## TEXT PASSAGE:
-- Opening Marker --

By Peter Slevin
Washington Post Staff Writer
Saturday, December 30, 2006
CHICAGO, Dec. 29 -- Phill Kline is not one to slink away -- and the ideological wars inside the Kansas Republican Party show no sign of ending.
The fiercely antiabortion Republican attorney general in Kansas lost his reelection bid in November when moderate Republicans voted in droves for Paul Morrison, a longtime Johnson County district attorney who became a Democrat in hopes of vanquishing Kline.
Statewide, Kline got barely 4 in 10 votes. In Johnson County, the state's most populous county, his loss was more dramatic. That made it especially shocking after the election when Republican precinct leaders in the county chose Kline to finish the final two years of Morrison's term as prosecutor.
Gov. Kathleen Sebelius (D), a vocal Kline foe, refused to sign his nomination papers, a ceremonial task, lambasting a "small narrow group of partisan political operatives" for choosing him. At the Westside Family Church in Lenexa, after precinct leaders backed Kline over a Morrison aide 316 to 291, Republicans showed just how divided they are.
"The moment Phill Kline got the nomination, half the room got up and walked out," said Scott Schwab, the county GOP chairman. "It wasn't so much yelling or cussing. They threw up their arms and said, 'What do we do now?' "
Kline's reincarnation as Johnson County prosecutor reveals the depth of the continuing Republican split in Kansas and suggests challenges faced by the GOP nationwide as it tries to recover from its Nov. 7 losses and build toward 2008.

-- Closing Marker --

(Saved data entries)

-- Opening Marker --

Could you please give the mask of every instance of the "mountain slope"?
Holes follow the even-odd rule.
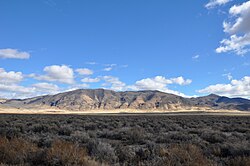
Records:
[[[7,100],[9,107],[52,107],[66,110],[92,109],[159,109],[177,110],[192,108],[250,110],[250,100],[208,95],[197,98],[159,91],[115,92],[104,89],[79,89],[56,95],[39,96],[24,100]]]

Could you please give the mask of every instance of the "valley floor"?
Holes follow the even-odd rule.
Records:
[[[250,116],[214,114],[1,114],[0,165],[250,165]]]

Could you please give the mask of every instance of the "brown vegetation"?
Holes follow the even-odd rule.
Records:
[[[249,117],[1,115],[2,165],[250,165]]]

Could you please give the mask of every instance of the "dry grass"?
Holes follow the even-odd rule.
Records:
[[[168,149],[161,149],[160,154],[165,157],[166,166],[211,166],[211,160],[204,156],[201,149],[192,144],[171,145]]]
[[[39,148],[22,138],[0,138],[2,165],[82,165],[97,166],[85,148],[71,142],[56,140],[48,149]]]

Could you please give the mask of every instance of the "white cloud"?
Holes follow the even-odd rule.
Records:
[[[232,20],[224,21],[223,28],[225,33],[230,34],[230,38],[223,39],[216,52],[244,55],[250,50],[250,1],[232,6],[229,15]]]
[[[102,84],[102,86],[110,86],[110,89],[116,91],[123,91],[127,89],[126,84],[120,81],[118,77],[103,76],[102,79],[105,81],[105,83]]]
[[[231,80],[229,84],[210,85],[198,90],[199,93],[215,93],[228,97],[250,98],[250,76],[245,76],[240,80]]]
[[[103,70],[104,71],[111,71],[113,68],[112,67],[106,67],[106,68],[104,68]]]
[[[230,39],[223,39],[222,45],[216,49],[217,53],[235,52],[237,55],[244,55],[249,51],[246,48],[250,45],[250,33],[244,36],[232,35]]]
[[[76,69],[76,72],[80,75],[92,75],[94,72],[88,68]]]
[[[83,78],[81,81],[82,82],[93,83],[93,82],[99,82],[100,79],[99,78]]]
[[[74,71],[66,66],[66,65],[52,65],[46,66],[44,68],[46,72],[45,75],[34,76],[33,77],[37,80],[45,80],[51,82],[61,82],[66,84],[73,84],[74,83]],[[32,75],[31,75],[32,76]]]
[[[104,71],[111,71],[114,69],[115,66],[117,66],[117,64],[106,64],[105,66],[107,67],[103,69]]]
[[[0,83],[2,84],[15,84],[23,80],[23,74],[21,72],[6,72],[3,68],[0,68]]]
[[[227,77],[228,80],[232,80],[233,79],[233,76],[232,76],[231,73],[226,73],[226,74],[223,74],[222,76]]]
[[[28,52],[21,52],[17,49],[0,49],[0,58],[3,59],[29,59],[30,54]]]
[[[216,6],[221,6],[221,5],[225,5],[227,4],[228,2],[230,2],[231,0],[210,0],[206,5],[205,7],[207,9],[211,9],[211,8],[214,8]]]
[[[98,63],[97,62],[86,62],[86,64],[88,64],[88,65],[97,65]]]
[[[192,59],[194,59],[194,60],[198,59],[198,58],[200,58],[200,55],[195,55],[195,56],[192,57]]]

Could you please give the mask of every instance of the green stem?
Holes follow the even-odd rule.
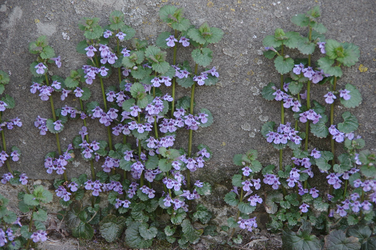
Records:
[[[137,121],[138,121],[138,123],[139,123],[141,121],[140,121],[140,117],[141,116],[141,114],[139,114],[138,116],[137,117]],[[141,140],[138,140],[138,160],[141,161]],[[144,185],[144,174],[143,173],[141,173],[141,176],[140,176],[140,185],[141,186],[142,186]]]
[[[199,65],[196,64],[194,67],[194,74],[197,74],[197,69]],[[196,86],[196,83],[193,83],[192,86],[192,90],[191,91],[191,103],[190,106],[190,113],[193,114],[193,103],[194,99],[194,89]],[[192,129],[189,130],[189,138],[188,139],[188,157],[190,157],[192,153],[192,136],[193,134],[193,130]],[[187,172],[187,184],[188,189],[191,188],[191,172],[188,171]]]
[[[312,27],[309,26],[309,32],[308,33],[308,40],[310,42],[312,40]],[[308,55],[308,66],[311,67],[311,55]],[[308,80],[307,82],[307,110],[309,110],[311,109],[311,80]],[[306,123],[306,138],[304,144],[304,150],[308,150],[308,138],[309,137],[309,122],[307,121]],[[304,181],[304,188],[307,188],[308,184],[307,180]]]
[[[46,80],[46,84],[47,86],[49,86],[49,83],[48,80],[48,77],[47,76],[47,73],[45,73],[44,74],[44,76]],[[50,95],[50,103],[51,105],[51,111],[52,111],[52,117],[53,118],[53,121],[56,121],[56,114],[55,113],[55,108],[53,106],[53,101],[52,100],[52,96]],[[58,146],[58,152],[59,153],[59,155],[61,155],[61,149],[60,148],[60,140],[59,139],[59,133],[56,133],[55,134],[56,137],[56,144]],[[68,179],[67,177],[67,170],[65,170],[64,171],[64,173],[63,173],[63,175],[64,176],[64,179],[66,182],[68,181]]]
[[[177,36],[177,30],[175,30],[175,37],[176,38]],[[175,45],[174,46],[174,57],[173,59],[173,63],[172,64],[173,65],[175,65],[176,63],[176,48],[177,46]],[[175,77],[174,76],[172,78],[172,90],[171,91],[172,93],[171,93],[171,96],[173,98],[173,101],[171,102],[171,117],[173,117],[174,116],[174,111],[175,110]]]
[[[82,100],[80,99],[79,98],[80,100],[80,106],[81,106],[81,111],[82,112],[83,112],[83,105],[82,104]],[[83,119],[83,126],[87,128],[88,126],[86,124],[86,120],[85,119]],[[85,139],[86,139],[86,141],[88,142],[89,142],[89,135],[85,135]],[[93,181],[95,181],[96,180],[96,176],[95,176],[95,170],[94,170],[94,163],[93,162],[93,160],[92,159],[90,160],[90,169],[91,170],[91,178],[92,180]]]
[[[31,227],[33,226],[33,214],[35,211],[35,206],[33,207],[33,212],[31,213],[31,215],[30,215],[30,222],[29,223],[29,232],[30,233],[31,232]],[[27,242],[26,243],[26,247],[25,247],[26,249],[29,249],[31,240],[31,239],[27,239]]]

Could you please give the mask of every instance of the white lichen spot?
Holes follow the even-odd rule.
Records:
[[[80,165],[80,164],[81,164],[81,162],[77,161],[74,161],[72,162],[72,164],[73,164],[73,167],[75,168],[76,168]]]
[[[69,36],[67,35],[67,32],[61,32],[61,35],[63,36],[63,39],[64,40],[69,40],[70,39]]]
[[[251,87],[251,91],[253,93],[253,95],[258,95],[260,94],[260,89],[256,86]]]
[[[269,120],[269,117],[267,115],[259,115],[259,119],[261,121],[267,121]]]
[[[251,131],[251,125],[249,123],[244,123],[242,124],[240,126],[241,127],[241,128],[243,130],[246,131]]]

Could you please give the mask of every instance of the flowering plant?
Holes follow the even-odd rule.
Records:
[[[39,54],[30,66],[35,76],[30,92],[38,91],[42,100],[50,100],[53,116],[38,117],[35,126],[41,135],[47,130],[56,135],[59,155],[49,153],[44,165],[48,173],[56,170],[64,175],[64,179],[56,179],[54,185],[60,204],[66,209],[60,213],[65,214],[75,237],[91,238],[92,225],[99,224],[102,236],[109,242],[117,239],[126,228],[125,241],[132,248],[149,247],[156,238],[171,243],[177,238],[180,247],[186,248],[197,242],[202,235],[216,233],[215,226],[205,225],[211,212],[202,205],[192,208],[195,206],[193,200],[210,194],[211,186],[199,180],[191,182],[190,173],[203,167],[212,156],[209,147],[202,144],[198,145],[197,152],[193,152],[193,132],[213,122],[208,109],[195,112],[194,99],[196,85],[210,86],[218,80],[215,67],[203,68],[199,74],[198,71],[211,62],[212,52],[208,46],[218,42],[223,32],[206,23],[197,29],[183,14],[183,9],[173,6],[161,8],[160,17],[171,24],[174,35],[162,32],[156,45],[133,38],[135,31],[124,24],[120,11],[113,11],[109,25],[104,28],[97,18],[83,18],[78,25],[85,39],[78,43],[76,50],[86,55],[88,62],[82,68],[71,70],[65,79],[53,76],[51,84],[47,64],[54,62],[59,68],[61,58],[55,57],[45,37],[30,43],[30,52]],[[191,52],[194,70],[188,61],[177,62],[179,44],[185,50],[197,48]],[[172,64],[166,61],[167,51],[162,50],[170,48],[173,50]],[[113,83],[112,75],[116,75],[118,83],[105,88],[105,82]],[[91,89],[98,79],[103,101],[84,105],[84,102],[94,97]],[[176,101],[177,83],[191,88],[191,96]],[[171,95],[163,93],[170,88]],[[66,105],[55,109],[54,92],[61,92],[62,100],[74,95],[79,107]],[[59,133],[69,118],[77,118],[78,114],[83,126],[62,153]],[[107,141],[89,139],[89,123],[98,122],[107,128]],[[188,130],[188,150],[173,148],[176,137],[184,130]],[[120,135],[122,141],[113,143],[119,140],[113,136]],[[68,179],[67,169],[73,159],[74,148],[89,162],[91,176],[83,174]],[[102,171],[96,172],[96,162],[103,163]],[[92,195],[91,206],[81,201],[85,190]],[[104,193],[108,205],[100,209],[100,197],[103,195],[100,195]],[[159,221],[162,214],[170,218],[161,227]],[[195,221],[202,223],[200,229],[193,227]]]
[[[360,135],[355,133],[359,125],[355,116],[345,111],[342,114],[343,121],[336,124],[334,114],[335,105],[339,104],[336,103],[336,101],[340,101],[347,109],[355,108],[361,102],[360,94],[353,85],[347,83],[342,89],[337,89],[337,82],[343,74],[341,67],[355,64],[359,52],[358,46],[352,44],[326,39],[324,34],[327,29],[317,21],[320,15],[319,8],[316,6],[305,14],[291,18],[293,23],[308,27],[307,37],[298,32],[285,32],[277,29],[274,35],[264,38],[266,50],[264,55],[267,58],[274,59],[275,68],[280,74],[280,83],[278,85],[269,83],[262,94],[267,100],[280,103],[281,119],[277,126],[274,121],[266,123],[261,133],[268,142],[279,150],[279,167],[276,170],[274,165],[262,168],[259,163],[252,161],[254,159],[252,156],[252,159],[249,158],[252,151],[245,155],[235,156],[234,163],[244,167],[243,176],[234,176],[234,189],[226,195],[225,201],[230,205],[238,206],[238,226],[252,231],[252,227],[257,224],[253,218],[248,219],[249,215],[246,214],[254,210],[256,202],[263,201],[258,195],[256,198],[250,196],[250,202],[243,205],[243,199],[252,192],[250,186],[252,185],[258,189],[260,179],[255,180],[252,177],[246,180],[245,177],[261,171],[262,182],[274,189],[266,192],[264,201],[266,212],[270,214],[267,227],[272,232],[283,230],[284,247],[321,249],[320,241],[311,234],[313,226],[316,230],[324,230],[328,234],[325,238],[326,249],[338,249],[338,245],[344,246],[349,241],[352,242],[354,248],[343,249],[359,249],[361,243],[374,244],[372,242],[376,238],[368,239],[371,233],[366,226],[374,218],[371,203],[376,202],[374,154],[368,150],[358,151],[365,144]],[[291,52],[289,49],[295,49],[301,54],[307,55],[308,58],[292,58],[288,52]],[[315,56],[317,50],[320,57],[314,61],[311,56],[312,54]],[[328,92],[323,97],[323,105],[311,100],[311,83],[328,84]],[[330,105],[329,126],[325,103]],[[285,111],[290,108],[294,123],[285,121]],[[305,126],[299,127],[299,122]],[[309,140],[312,136],[325,138],[328,136],[330,151],[325,150],[322,143],[314,146],[316,140]],[[343,153],[341,153],[343,151],[339,153],[335,150],[336,144],[340,143],[343,145]],[[287,147],[292,150],[292,155],[288,157],[291,161],[284,166],[284,156],[288,153],[284,153],[283,150]],[[329,188],[321,186],[318,178],[326,180]],[[242,189],[240,195],[237,187]],[[329,189],[326,194],[326,189]],[[248,192],[243,195],[243,191]],[[342,219],[346,216],[347,220]],[[223,230],[235,227],[236,218],[230,218],[228,226],[223,227]],[[335,223],[334,219],[338,220]],[[349,226],[352,226],[347,233],[341,230]],[[367,237],[360,236],[362,233],[359,232],[359,228],[362,226],[366,229],[367,232],[364,232]],[[301,231],[295,232],[298,227]],[[241,242],[241,236],[233,238],[233,242]]]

-- Closing Marker --

## PROBLEM SET:
[1] Copy the article on Phill Kline, starting at "By Peter Slevin" and ending at "term as prosecutor.".
[2] In two sentences, summarize the article on Phill Kline.
[3] Extend the article on Phill Kline beyond its final paragraph.

## YOUR RESPONSES:
[1]
By Peter Slevin
Washington Post Staff Writer
Saturday, December 30, 2006
CHICAGO, Dec. 29 -- Phill Kline is not one to slink away -- and the ideological wars inside the Kansas Republican Party show no sign of ending.
The fiercely antiabortion Republican attorney general in Kansas lost his reelection bid in November when moderate Republicans voted in droves for Paul Morrison, a longtime Johnson County district attorney who became a Democrat in hopes of vanquishing Kline.
Statewide, Kline got barely 4 in 10 votes. In Johnson County, the state's most populous county, his loss was more dramatic. That made it especially shocking after the election when Republican precinct leaders in the county chose Kline to finish the final two years of Morrison's term as prosecutor.

[2] Phill Kline, the antiabortion Republican attorney general of Kansas, lost his reelection bid in November to Paul Morrison, a Johnson County district attorney who had become a Democrat to run against him. Republican precinct leaders in Johnson County then chose Kline to finish Morrison's term as prosecutor, a decision criticized by Gov. Kathleen Sebelius that exposed the deep split within the Kansas Republican Party.

[3]
Republicans lost their U.S. House and Senate majorities and 350 seats in state legislatures across the country. The early post-election Kansas experiences show that a recovery could be difficult because the splits inside the party between social conservatives and moderates will not be easily healed.
Given the defeats in Kansas of religious conservatives such as Kline, U.S. Rep. Jim Ryun (R) and some members of the State Board of Education, one Kansas political analyst expected the GOP "would be ready to mend fences and move forward."
But that has not yet happened.
"I think the divide between the moderates and conservatives is deepening rather than closing," said Kansas State University professor Joseph Aistrup. "This type of politics is continuing into our future, at least another four years."
The Kansas political divide has drawn outsized attention in recent years. The state was the setting for an influential 2004 book by Thomas Frank, "What's the Matter With Kansas? How Conservatives Won the Heart of America."
Against that backdrop, Kline made headlines with his assault on abortion clinics while the Board of Education drew worldwide attention -- and some ridicule -- for its endorsement of challenges to firmly established Darwinian theory.
More recently, Sen. Sam Brownback (R-Kan.), a social conservative thought to be considering running for president, drew notice for holding up a federal judicial nomination when he learned the nominee had attended a commitment ceremony for a lesbian couple. He said he wanted to know whether she had presided.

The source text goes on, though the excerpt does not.